- WRITTEN TASK: Could you retype the records, starting at their first line and ending at the line that contains "POLYGON ((104 451, 155", with both of those lines included?

- Segmentation dataset records:
********

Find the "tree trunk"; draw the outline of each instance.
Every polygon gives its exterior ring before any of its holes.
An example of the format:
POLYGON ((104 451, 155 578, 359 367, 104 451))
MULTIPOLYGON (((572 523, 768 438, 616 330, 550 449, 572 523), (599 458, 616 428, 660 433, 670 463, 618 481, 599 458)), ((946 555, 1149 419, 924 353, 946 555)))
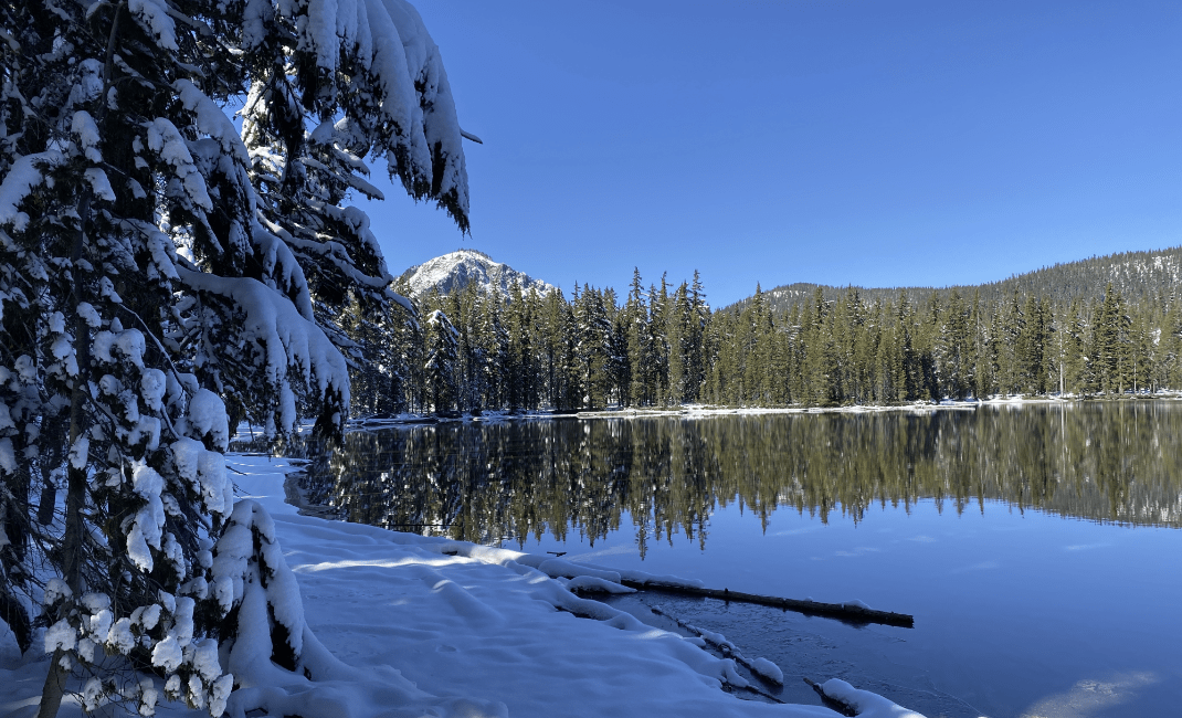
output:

********

- RESULT OF THE EXERCISE:
Find the "tree trunk"; draw the outline of each instance.
Every polygon gives its exterior ring before any of its holes.
An example of the format:
POLYGON ((104 451, 155 578, 359 367, 104 451))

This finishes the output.